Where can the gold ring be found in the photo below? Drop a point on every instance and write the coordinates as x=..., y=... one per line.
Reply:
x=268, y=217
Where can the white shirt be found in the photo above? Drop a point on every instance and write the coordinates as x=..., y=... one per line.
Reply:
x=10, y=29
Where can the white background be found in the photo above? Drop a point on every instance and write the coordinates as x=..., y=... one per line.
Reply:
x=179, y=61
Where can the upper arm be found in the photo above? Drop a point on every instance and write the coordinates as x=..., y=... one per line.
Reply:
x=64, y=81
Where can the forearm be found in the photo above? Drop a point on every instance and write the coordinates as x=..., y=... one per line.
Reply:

++++++++

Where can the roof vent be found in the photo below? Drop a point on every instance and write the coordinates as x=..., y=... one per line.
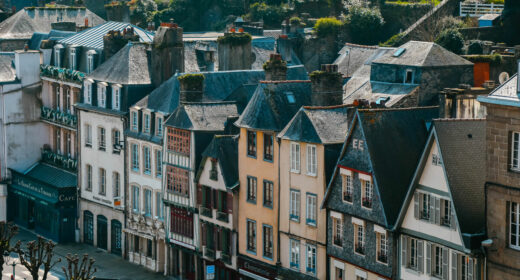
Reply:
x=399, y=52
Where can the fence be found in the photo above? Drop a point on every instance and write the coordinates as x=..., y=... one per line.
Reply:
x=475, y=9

++++++++

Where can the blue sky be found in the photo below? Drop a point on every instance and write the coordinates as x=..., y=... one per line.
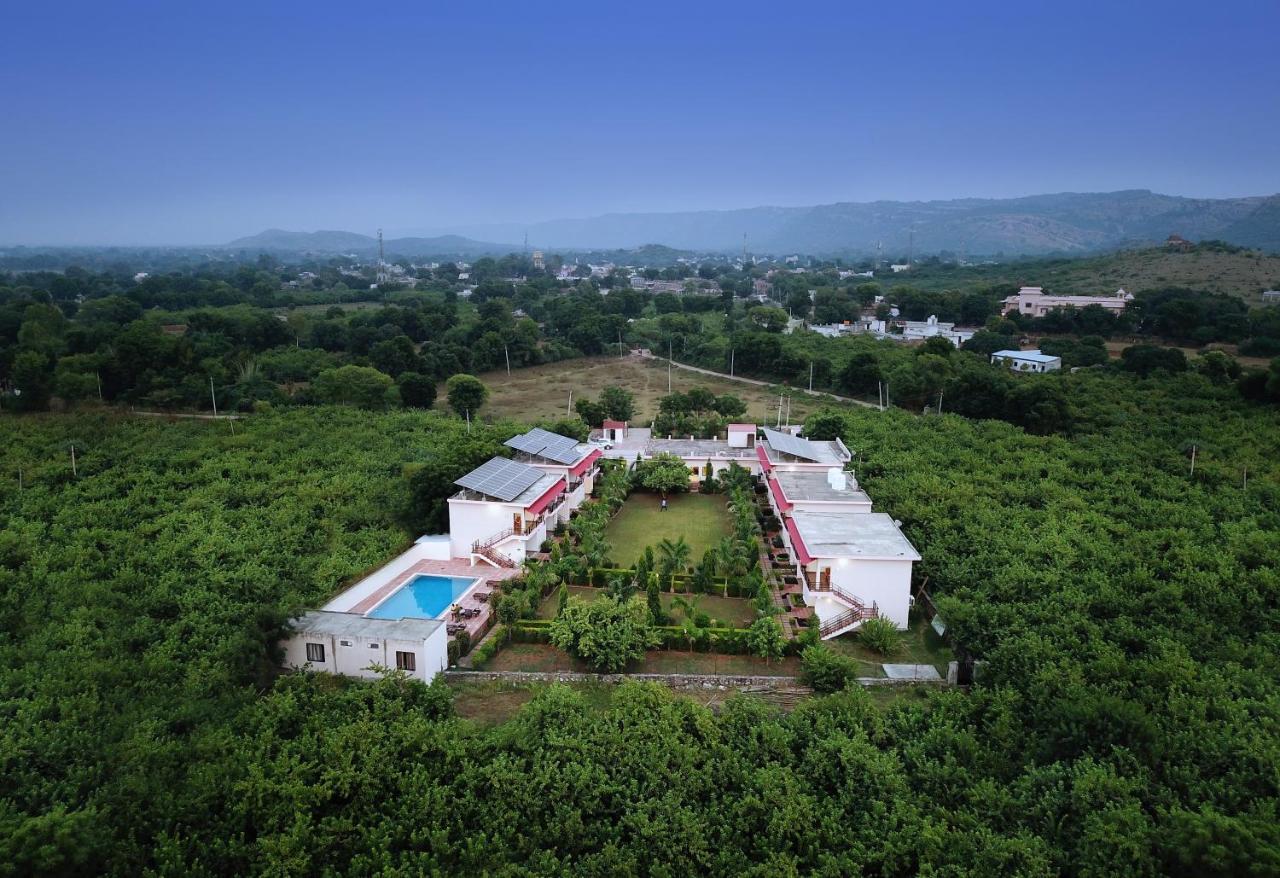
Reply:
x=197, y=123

++++++++

Your objective: Rewrite the lines from the one containing "Where can the gold" up to and including the one containing "x=268, y=217", changing "gold ring" to "silver ring" and leaving everything else unaltered.

Task answer:
Where can the silver ring be found in the photo below? Drop a point on every instance and write the coordinates as x=..., y=... one per line.
Reply:
x=268, y=217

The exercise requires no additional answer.